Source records
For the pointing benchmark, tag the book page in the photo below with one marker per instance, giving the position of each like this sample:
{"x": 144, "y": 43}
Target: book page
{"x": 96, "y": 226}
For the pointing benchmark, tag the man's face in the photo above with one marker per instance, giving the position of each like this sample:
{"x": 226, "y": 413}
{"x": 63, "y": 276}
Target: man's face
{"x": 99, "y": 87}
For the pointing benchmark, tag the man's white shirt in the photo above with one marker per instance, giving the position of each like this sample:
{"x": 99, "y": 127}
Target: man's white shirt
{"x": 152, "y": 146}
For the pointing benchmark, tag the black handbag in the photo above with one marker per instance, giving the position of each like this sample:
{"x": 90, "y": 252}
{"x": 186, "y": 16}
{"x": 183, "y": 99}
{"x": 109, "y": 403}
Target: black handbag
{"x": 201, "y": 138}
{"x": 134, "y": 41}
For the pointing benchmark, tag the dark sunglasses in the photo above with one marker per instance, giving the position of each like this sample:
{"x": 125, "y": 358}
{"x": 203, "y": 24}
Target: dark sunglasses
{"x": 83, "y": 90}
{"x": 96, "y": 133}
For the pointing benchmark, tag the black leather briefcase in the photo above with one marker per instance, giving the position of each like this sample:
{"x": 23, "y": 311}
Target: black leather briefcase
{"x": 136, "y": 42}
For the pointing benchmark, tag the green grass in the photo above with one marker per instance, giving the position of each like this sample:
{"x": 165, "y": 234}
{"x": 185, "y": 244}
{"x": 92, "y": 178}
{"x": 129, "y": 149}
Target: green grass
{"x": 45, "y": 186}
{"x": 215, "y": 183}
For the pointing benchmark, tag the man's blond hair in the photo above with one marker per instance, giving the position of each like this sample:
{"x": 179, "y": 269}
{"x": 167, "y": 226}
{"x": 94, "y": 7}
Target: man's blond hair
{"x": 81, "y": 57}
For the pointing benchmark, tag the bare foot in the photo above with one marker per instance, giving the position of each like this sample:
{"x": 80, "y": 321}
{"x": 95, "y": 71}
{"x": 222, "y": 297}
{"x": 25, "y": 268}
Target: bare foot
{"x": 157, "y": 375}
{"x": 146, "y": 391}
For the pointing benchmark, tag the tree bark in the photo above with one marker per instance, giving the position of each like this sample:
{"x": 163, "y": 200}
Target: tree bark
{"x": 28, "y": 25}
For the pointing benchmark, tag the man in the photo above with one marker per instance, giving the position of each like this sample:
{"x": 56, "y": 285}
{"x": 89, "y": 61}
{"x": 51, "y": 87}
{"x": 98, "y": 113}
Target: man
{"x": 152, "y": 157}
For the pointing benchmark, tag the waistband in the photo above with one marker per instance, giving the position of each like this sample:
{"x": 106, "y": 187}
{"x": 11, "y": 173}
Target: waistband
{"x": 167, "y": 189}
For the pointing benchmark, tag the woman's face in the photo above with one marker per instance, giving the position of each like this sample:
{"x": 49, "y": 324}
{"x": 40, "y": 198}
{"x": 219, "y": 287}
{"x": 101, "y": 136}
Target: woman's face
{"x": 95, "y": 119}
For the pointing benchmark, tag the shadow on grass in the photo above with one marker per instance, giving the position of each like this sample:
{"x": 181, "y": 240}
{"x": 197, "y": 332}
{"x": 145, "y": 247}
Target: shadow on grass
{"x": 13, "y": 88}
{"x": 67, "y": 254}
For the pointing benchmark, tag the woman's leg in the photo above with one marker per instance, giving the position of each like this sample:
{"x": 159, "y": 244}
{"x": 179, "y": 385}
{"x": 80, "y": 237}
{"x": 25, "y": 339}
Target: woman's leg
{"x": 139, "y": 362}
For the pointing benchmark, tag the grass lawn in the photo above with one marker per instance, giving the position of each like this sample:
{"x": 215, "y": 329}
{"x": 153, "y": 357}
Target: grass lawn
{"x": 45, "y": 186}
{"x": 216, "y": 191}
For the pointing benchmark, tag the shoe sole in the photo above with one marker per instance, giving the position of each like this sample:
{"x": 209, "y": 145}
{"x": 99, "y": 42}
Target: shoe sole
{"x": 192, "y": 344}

STATED TASK
Extract, word for word, each line of the listing above.

WRITTEN RESPONSE
For the pointing benchmark, tag the book page in the photo below with one marker per instance, giving the position of each like this sample:
{"x": 144, "y": 43}
Target: book page
{"x": 96, "y": 226}
For the pointing benchmark, tag the man's face in the photo above with one marker per instance, giving the position of each like this sample:
{"x": 226, "y": 413}
{"x": 63, "y": 276}
Target: man's face
{"x": 99, "y": 87}
For the pointing benchmark, tag the man's white shirt in the photo above with one marker per instance, giving the position of each like this sample:
{"x": 99, "y": 127}
Target: man's white shirt
{"x": 152, "y": 146}
For the pointing benchmark, tag the black handbag in the photo above with one marker per instance, giving the position of each like this sample:
{"x": 90, "y": 252}
{"x": 186, "y": 16}
{"x": 183, "y": 99}
{"x": 109, "y": 403}
Target: black handbag
{"x": 201, "y": 138}
{"x": 134, "y": 41}
For the pointing benchmark, tag the dark sunglasses in the photo above with one marker per instance, giving the position of each like this sample:
{"x": 125, "y": 358}
{"x": 203, "y": 24}
Target: dark sunglasses
{"x": 83, "y": 90}
{"x": 96, "y": 133}
For the pointing benchmark, tag the black leather briefcase in the photo above with one marker per instance, giving the position of each like this sample:
{"x": 23, "y": 311}
Target: black leather briefcase
{"x": 136, "y": 42}
For the pointing benchmark, tag the green grass in the photo above with one marker per instance, giving the position of each like this sample:
{"x": 165, "y": 234}
{"x": 185, "y": 244}
{"x": 92, "y": 178}
{"x": 129, "y": 149}
Target: green grass
{"x": 45, "y": 186}
{"x": 215, "y": 183}
For the pointing benchmark, tag the man's blond hair in the photo above with one marker per instance, giving the position of each like this sample:
{"x": 179, "y": 269}
{"x": 167, "y": 226}
{"x": 94, "y": 7}
Target: man's blond hair
{"x": 81, "y": 57}
For the pointing benchmark, tag the bare foot in the photo above with one marker per instance, giving the position of each like this sample:
{"x": 80, "y": 321}
{"x": 95, "y": 71}
{"x": 222, "y": 297}
{"x": 25, "y": 268}
Target: bare foot
{"x": 157, "y": 375}
{"x": 146, "y": 391}
For the pointing benchmark, tag the tree bark in the photo above with one marker per instance, giving the position of each like this sample:
{"x": 163, "y": 200}
Target: tree bark
{"x": 28, "y": 25}
For the pointing benchmark, tag the man in the photo above with one marker per instance, giving the position of each like this sample:
{"x": 56, "y": 285}
{"x": 89, "y": 61}
{"x": 51, "y": 87}
{"x": 98, "y": 113}
Target: man
{"x": 152, "y": 157}
For the pointing benchmark, tag the waistband in the photo above with one marker per instance, giving the position of each like this sample:
{"x": 106, "y": 187}
{"x": 11, "y": 173}
Target: waistband
{"x": 167, "y": 189}
For the pointing benchmark, tag the woman's face in the photo above with one marker per instance, giving the position of each like this sample:
{"x": 49, "y": 324}
{"x": 40, "y": 198}
{"x": 219, "y": 287}
{"x": 101, "y": 136}
Target: woman's face
{"x": 95, "y": 119}
For the pointing benchmark, tag the shadow on grass in the photo above with one marker per instance, giving the position of each like this sample:
{"x": 181, "y": 240}
{"x": 197, "y": 332}
{"x": 145, "y": 247}
Target: shadow on grass
{"x": 13, "y": 88}
{"x": 67, "y": 254}
For the pointing benchmark, tag the woman's leg in the photo above with one marker per instance, giving the position of each like this sample:
{"x": 159, "y": 244}
{"x": 179, "y": 385}
{"x": 80, "y": 237}
{"x": 25, "y": 339}
Target: woman's leg
{"x": 139, "y": 362}
For the pointing benchmark, tag the grass lawn in the photo above with one marker per instance, giving the position of each like this sample:
{"x": 215, "y": 329}
{"x": 153, "y": 357}
Target: grass lawn
{"x": 45, "y": 186}
{"x": 216, "y": 191}
For the pointing benchmark, tag the shoe sole in the photo above with one marker per instance, giving the position of each like this sample:
{"x": 209, "y": 145}
{"x": 99, "y": 42}
Target: shoe sole
{"x": 192, "y": 344}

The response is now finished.